*** Dataset entries ***

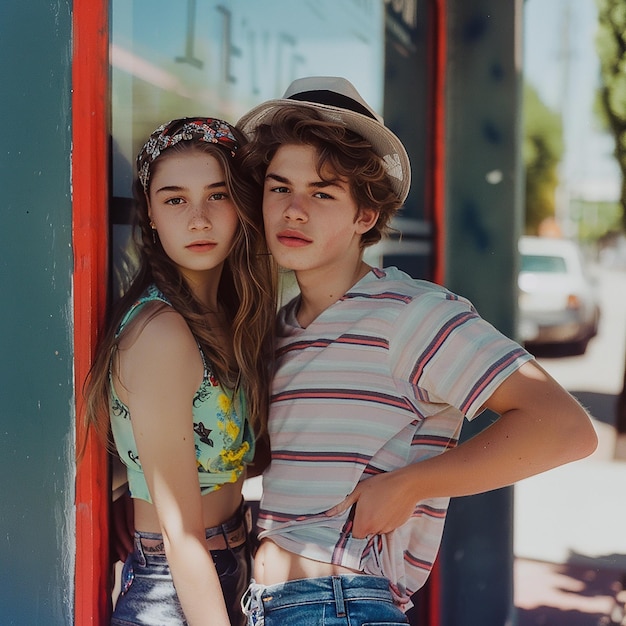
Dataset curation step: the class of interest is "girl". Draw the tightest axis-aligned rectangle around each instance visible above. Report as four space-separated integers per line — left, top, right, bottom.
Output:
87 118 275 626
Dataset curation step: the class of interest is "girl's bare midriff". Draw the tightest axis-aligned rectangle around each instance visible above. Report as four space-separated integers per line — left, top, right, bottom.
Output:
254 539 361 585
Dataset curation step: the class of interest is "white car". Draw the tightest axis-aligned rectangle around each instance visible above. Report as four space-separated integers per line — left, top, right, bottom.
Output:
518 237 600 354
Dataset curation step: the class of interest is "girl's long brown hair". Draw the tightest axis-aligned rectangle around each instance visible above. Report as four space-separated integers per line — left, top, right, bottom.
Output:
84 129 276 454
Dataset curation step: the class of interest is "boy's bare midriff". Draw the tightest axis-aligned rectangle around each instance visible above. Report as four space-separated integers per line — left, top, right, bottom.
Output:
254 539 362 585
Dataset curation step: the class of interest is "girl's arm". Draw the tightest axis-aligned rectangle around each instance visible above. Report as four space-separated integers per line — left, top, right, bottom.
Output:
119 310 230 626
327 361 597 538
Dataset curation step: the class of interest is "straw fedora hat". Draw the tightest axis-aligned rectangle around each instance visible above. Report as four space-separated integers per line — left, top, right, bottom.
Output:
237 76 411 202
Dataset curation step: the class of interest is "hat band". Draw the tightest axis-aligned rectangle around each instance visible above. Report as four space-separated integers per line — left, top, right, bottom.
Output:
288 89 378 121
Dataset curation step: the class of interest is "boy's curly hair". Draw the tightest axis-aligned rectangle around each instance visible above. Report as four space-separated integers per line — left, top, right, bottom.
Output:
236 105 402 248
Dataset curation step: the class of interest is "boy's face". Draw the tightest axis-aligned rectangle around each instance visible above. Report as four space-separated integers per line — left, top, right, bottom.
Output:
263 145 377 272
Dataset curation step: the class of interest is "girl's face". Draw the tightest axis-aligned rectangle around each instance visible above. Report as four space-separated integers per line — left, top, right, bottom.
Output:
148 150 239 284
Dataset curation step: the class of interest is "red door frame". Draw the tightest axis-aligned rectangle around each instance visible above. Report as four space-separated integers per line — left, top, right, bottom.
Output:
71 0 110 626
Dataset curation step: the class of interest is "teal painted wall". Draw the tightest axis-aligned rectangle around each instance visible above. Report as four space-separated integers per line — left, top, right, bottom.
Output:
0 0 74 626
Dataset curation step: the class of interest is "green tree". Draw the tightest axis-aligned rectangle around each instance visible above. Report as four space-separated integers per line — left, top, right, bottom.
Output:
596 0 626 228
523 83 563 235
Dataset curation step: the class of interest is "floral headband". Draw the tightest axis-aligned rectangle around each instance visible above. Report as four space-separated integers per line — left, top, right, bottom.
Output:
137 117 239 193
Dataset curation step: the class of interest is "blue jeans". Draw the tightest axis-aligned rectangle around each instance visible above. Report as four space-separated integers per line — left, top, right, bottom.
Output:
242 574 409 626
111 507 251 626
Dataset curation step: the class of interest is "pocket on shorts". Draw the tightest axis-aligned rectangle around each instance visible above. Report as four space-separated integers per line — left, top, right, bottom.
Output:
120 554 135 596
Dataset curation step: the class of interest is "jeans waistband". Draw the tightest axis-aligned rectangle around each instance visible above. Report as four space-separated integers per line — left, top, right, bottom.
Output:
134 503 252 560
241 574 393 623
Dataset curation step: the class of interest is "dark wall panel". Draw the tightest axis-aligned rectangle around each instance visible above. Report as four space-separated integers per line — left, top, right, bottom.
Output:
0 0 74 625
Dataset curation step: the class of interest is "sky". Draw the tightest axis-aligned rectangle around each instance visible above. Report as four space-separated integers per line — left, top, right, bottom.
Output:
524 0 620 200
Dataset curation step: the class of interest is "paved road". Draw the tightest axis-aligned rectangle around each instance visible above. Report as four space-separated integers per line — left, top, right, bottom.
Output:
514 270 626 626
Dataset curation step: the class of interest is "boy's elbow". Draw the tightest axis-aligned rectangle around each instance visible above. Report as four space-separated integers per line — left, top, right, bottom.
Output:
565 416 598 461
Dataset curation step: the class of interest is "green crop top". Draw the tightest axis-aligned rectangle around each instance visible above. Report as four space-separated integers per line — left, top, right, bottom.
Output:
109 285 254 502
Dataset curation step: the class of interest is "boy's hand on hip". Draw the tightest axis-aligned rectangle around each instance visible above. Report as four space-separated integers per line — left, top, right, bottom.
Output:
326 471 415 539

***

▸ Set exercise
Can you copy all of the records above word for word, leaving out the pictures?

▸ The result
Dataset curation step: the class of interest is "girl". Draw the tightest axis-aligned rectangle around each instance visible above. Report as four space-separated integers per line — left, top, right, bottom.
Output:
87 118 275 626
Dataset curation step: the class of interest is "girl's bare midriff". Draw the tightest axis-aligned rectangle around each instance visible above. Report as four space-separated integers per line — left, top, right, bottom.
Output:
254 539 361 585
Dataset curation step: the class of interest is "white car". Draw the tightest axis-aligned rectangle around each instance visible above. Report as four space-separated integers per line — left, top, right, bottom.
Output:
518 237 600 354
Dataset curation step: the class of interest is "girl's long brown hair". Draw the tightest axis-aligned rectangle around each instance visible above. Report as four space-separated integers per line — left, top, right, bottom.
Output:
84 129 276 454
Dataset curation step: the class of interest is "boy's bare midriff". Draw the tightest axis-aligned rectangle around each instance visible above. Report as four space-separated integers per line — left, top, right, bottom.
Output:
254 539 362 585
Dataset curation step: the class of interest is "girl's arm". Draw the tightest axis-aligned rectangle around each instance visible above. Report as four space-separated integers per line — left, top, right, bottom.
Output:
119 310 230 626
327 361 597 538
Dataset curation step: the class of interest is "straw fedora hat". Draw the tightest axis-aligned rectangle around each instance visible above. Report as four space-separated integers per line — left, top, right, bottom.
Output:
237 76 411 202
Dataset curation step: the class of interest is "hat band". Draw the tightest axis-aligned rectangle around each instance visible above. Report as four space-separated integers per line — left, top, right, bottom.
Output:
288 89 378 121
Dataset curation step: the class of interest is "boy's curly hair". Draw the tightest axis-aligned rectangle around each instance visible above. Report as four space-separated integers per line — left, top, right, bottom.
Output:
236 105 402 248
Dataset curation step: the class of interest is "boy's face". Draw the tightest axis-aligned rectangle around each instance visible above. Report as four space-separated integers per line — left, top, right, bottom.
Output:
263 145 377 272
Dataset curation step: the class of interest is "girl's face". Draw the tightest axis-aligned rectangle around each instance visible above. Report as four space-separated integers per line — left, top, right, bottom.
Output:
148 150 239 284
Dataset curation step: the class of interest is "red door frame". Draw the tightest axis-aligned rectangle around each instance visible above. Report as four space-separated integers per line — left, top, right, bottom.
Output:
71 0 110 626
Dataset curation step: the class of interest is "teal painted wall". Draw the tightest axis-aligned rectangle around each instance visible above. Report as four space-separated integers per line — left, top, right, bottom.
Output:
0 0 74 626
Dataset curation step: the class of interest is "green tree". Draw the tightest axis-aligned rectangle around each instance visible above. Report as four space-separated integers per line — left, top, right, bottom.
Output:
596 0 626 228
523 83 563 235
Dataset curation step: the class of interest is "floral headband". Draw the tightest axis-aligned rectangle around each instance visible above. Report as four space-separated integers per line — left, top, right, bottom.
Output:
137 117 239 193
Dataset curation step: the class of interest is "blue jeans". Draw the tightest axis-aligned rectangle around each instance visible above. Report as four space-separated integers per line — left, top, right, bottom.
Output:
242 574 409 626
111 507 251 626
Dataset curation step: the class of interest is "pocket on shorts". Draw the tightest axis-aligned rectangle around each instance visible above. Report as four space-separated integers per line — left, top, right, bottom.
Output:
120 554 135 596
Dataset curation step: the class of interest is "jeans waistband". Draw the tightest axis-aligned rectangle around each instance visible above. Report as four space-separated integers per line — left, top, right, bottom.
Output:
134 503 252 560
241 574 393 623
Dataset curation step: the class of interest is "dark wall panel". Draw the tightest axis-aligned rectangle around each instance visible above. Report as four space-separated integers per line — left, top, right, bottom.
Output:
0 0 74 625
Dataset curation step: the class of interest is "sky". Draw the tightest axis-aligned rectangle around each instance visible above. Report as four space-separated integers per line — left, top, right, bottom.
Output:
524 0 620 200
Dataset curation step: the class of interest is "paved road". Draw the tightest axis-aligned rectangle around each instance visible above. Report as four space-separated integers per line — left, top, right, bottom.
Output:
514 270 626 626
Dataset curation step: the class of interest is "boy's elbow". Draw the tightest axis-aligned rectangle around each instance visible above. Report as four space-separated integers per line — left, top, right, bottom.
Output:
565 416 598 461
Dataset curation step: the class of interest is "green crop top". Draw the tightest axis-aligned rectangle around each instance visible above. Report as four space-separated integers per line — left, top, right, bottom.
Output:
109 285 254 502
Dataset curation step: the class of interest is "boy's hand on hip". Draw the tightest axis-aligned rectangle around each instance visible above. Report as four space-separated integers per line — left, top, right, bottom.
Output:
326 471 415 539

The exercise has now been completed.